(Source records)

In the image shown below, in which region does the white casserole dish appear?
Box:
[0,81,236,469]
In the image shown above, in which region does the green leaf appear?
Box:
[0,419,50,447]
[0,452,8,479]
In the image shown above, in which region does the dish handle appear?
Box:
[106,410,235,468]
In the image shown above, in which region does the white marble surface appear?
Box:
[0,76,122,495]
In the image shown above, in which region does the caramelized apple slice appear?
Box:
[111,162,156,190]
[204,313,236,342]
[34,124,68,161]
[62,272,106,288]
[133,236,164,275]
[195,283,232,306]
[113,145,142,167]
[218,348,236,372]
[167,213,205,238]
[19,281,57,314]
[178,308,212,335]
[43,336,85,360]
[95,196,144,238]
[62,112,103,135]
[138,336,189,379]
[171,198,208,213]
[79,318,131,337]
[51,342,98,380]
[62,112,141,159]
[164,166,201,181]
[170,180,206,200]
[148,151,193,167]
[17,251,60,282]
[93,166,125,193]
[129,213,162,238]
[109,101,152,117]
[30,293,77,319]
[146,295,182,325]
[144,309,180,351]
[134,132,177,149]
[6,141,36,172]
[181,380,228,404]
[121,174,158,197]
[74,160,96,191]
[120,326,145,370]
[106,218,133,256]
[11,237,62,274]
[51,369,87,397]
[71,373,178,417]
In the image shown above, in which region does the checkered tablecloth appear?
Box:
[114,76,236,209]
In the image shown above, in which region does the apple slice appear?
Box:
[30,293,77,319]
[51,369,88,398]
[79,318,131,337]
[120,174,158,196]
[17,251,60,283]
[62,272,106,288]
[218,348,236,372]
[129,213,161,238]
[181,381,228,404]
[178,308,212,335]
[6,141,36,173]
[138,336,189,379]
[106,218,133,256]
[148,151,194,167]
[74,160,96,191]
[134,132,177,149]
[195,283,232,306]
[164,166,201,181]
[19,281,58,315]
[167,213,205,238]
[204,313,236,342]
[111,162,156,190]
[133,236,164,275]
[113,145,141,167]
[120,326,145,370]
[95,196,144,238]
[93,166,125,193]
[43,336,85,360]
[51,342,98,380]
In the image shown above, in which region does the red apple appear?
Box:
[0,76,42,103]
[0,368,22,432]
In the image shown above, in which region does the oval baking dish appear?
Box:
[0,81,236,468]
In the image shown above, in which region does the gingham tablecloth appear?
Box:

(End Source records)

Problem to solve
Word for word, every record must be given again.

Written response
In the image shown below, in which region does the white casserole dish appear?
Box:
[0,81,236,469]
In the image shown above, in which region does the green leaf appear?
Box:
[0,419,50,447]
[0,452,8,479]
In the image shown above, in which region does the dish handle appear?
Box:
[106,410,235,468]
In the image shown above, in which region does the white marble surface appear?
Box:
[0,76,122,495]
In the image shown above, in which region does the caramelized apple slice appear?
Box:
[111,162,156,190]
[204,313,236,342]
[34,124,68,161]
[62,272,106,288]
[133,236,164,275]
[195,283,232,306]
[113,145,142,167]
[218,348,236,372]
[167,213,205,238]
[19,281,57,314]
[178,308,212,335]
[43,336,85,360]
[95,196,144,238]
[62,112,103,135]
[138,336,189,379]
[171,198,208,213]
[79,318,131,337]
[51,342,98,380]
[62,112,141,159]
[164,166,201,181]
[170,180,206,200]
[148,151,193,167]
[17,251,60,282]
[93,166,125,193]
[129,213,162,238]
[109,101,152,117]
[30,293,77,319]
[146,295,182,325]
[144,309,180,351]
[134,132,177,149]
[6,141,36,172]
[181,380,228,404]
[121,174,158,197]
[74,160,96,191]
[120,326,145,370]
[106,218,133,256]
[11,237,62,274]
[51,369,87,397]
[71,373,178,417]
In the image shown above, in which region does the checkered tablecloth appear?
Box:
[114,76,236,209]
In the image shown above, in which region does the apple slice appear?
Box:
[30,293,77,319]
[51,369,88,398]
[79,318,131,337]
[120,174,158,196]
[17,251,60,283]
[62,272,106,288]
[218,348,236,372]
[129,213,161,238]
[181,381,228,404]
[178,308,212,335]
[6,141,36,173]
[138,336,189,379]
[106,218,133,256]
[148,151,194,167]
[74,160,96,191]
[134,132,177,149]
[195,283,232,306]
[164,166,201,181]
[19,281,58,315]
[167,213,205,238]
[204,313,236,342]
[111,162,156,190]
[133,236,164,275]
[113,145,141,167]
[120,326,145,370]
[95,196,144,238]
[93,166,125,193]
[43,336,85,360]
[51,342,98,380]
In the image shown above, in which region does the red apple appear?
Box:
[0,76,42,103]
[0,368,22,432]
In the image shown above, in which region does the oval baking dish appear?
Box:
[0,81,236,468]
In the image shown above, in which region does the gingham tablecloth appear?
Box:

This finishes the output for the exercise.